PAGE EXTRACT:
--------------------

From the pages of
Sublette Examiner
Volume 6, Number 32 - November 2, 2006
brought to you online by Pinedale Online

Questar reports net income up 45 percent

by Janet Montgomery

It’s good news for company stockholders, as higher natural gas production and higher realized prices for natural gas, oil and natural gas liquids produced a net income growth of 45 percent for Questar during the third quarter of 2006.

“All Questar operating units posted double-digit net income growth in the first nine months of 2006,” said Keith O. Rattie, Questar chairman, president and CEO, in a press released issued by the company. “All are on track to deliver record net income this year. Note also that Questar E&P grew production 16 percent in the third quarter compared to a year ago. Questar E&P has now delivered 15 percent or higher production growth for five straight years.”

“It’s a strong quarter,” said Martin H. Craven of Questar Corporation. Craven noted that while the quarter wasn’t a record increase for the company, “(it is) the fifth straight quarter of production growth in excess of 15 percent.”

That 15 percent is in excess of the company’s target, Craven said, which usually is in the range of 2 to 5 percent for a quarter, with long-term growth looking for 5 to 10 percent a year.

The production growth also translates into growing income for the Utah corporation as well, as the release noted that Questar’s net income for the first nine months of 2006 rang in at $322.6 million compared to the same period in 2005, in which the company’s income was at $221.7 million, marking a 46 percent increase.

Of the company’s reporting subsidiaries, three have leases or interests in Sublette County: Questar Exploration and Production, Wexpro, and Questar Pipeline.

--------------------

THE PROBLEM: Say whether each statement agrees with the Questar earnings article, answering yes or no and quoting the words from the article that decide it. 1. Questar's net income for the first nine months of 2006 was $322.6 million. 2. Craven called the third quarter a record increase for the company. 3. Four of the company's reporting subsidiaries have leases or interests in Sublette County.

DATA EXCERPT:

--------------------

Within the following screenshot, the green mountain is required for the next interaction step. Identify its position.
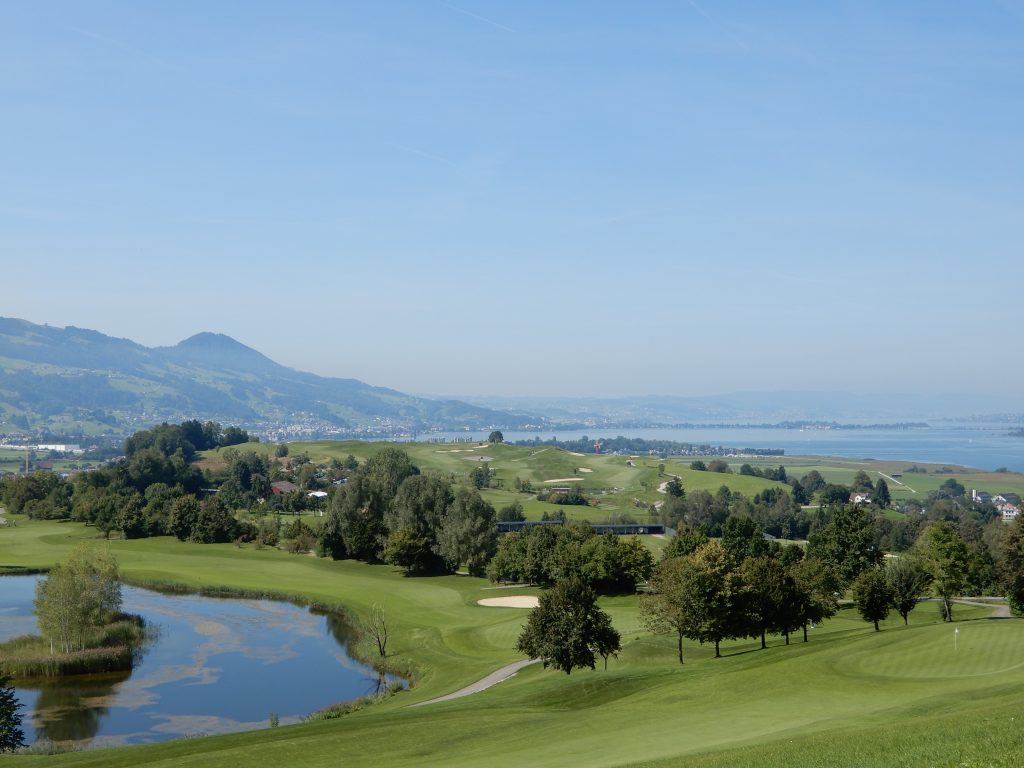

--------------------

WRITTEN ANSWER:
1. Yes: "Questar’s net income for the first nine months of 2006 rang in at $322.6 million"
2. No: "the quarter wasn’t a record increase for the company"
3. No: "three have leases or interests in Sublette County"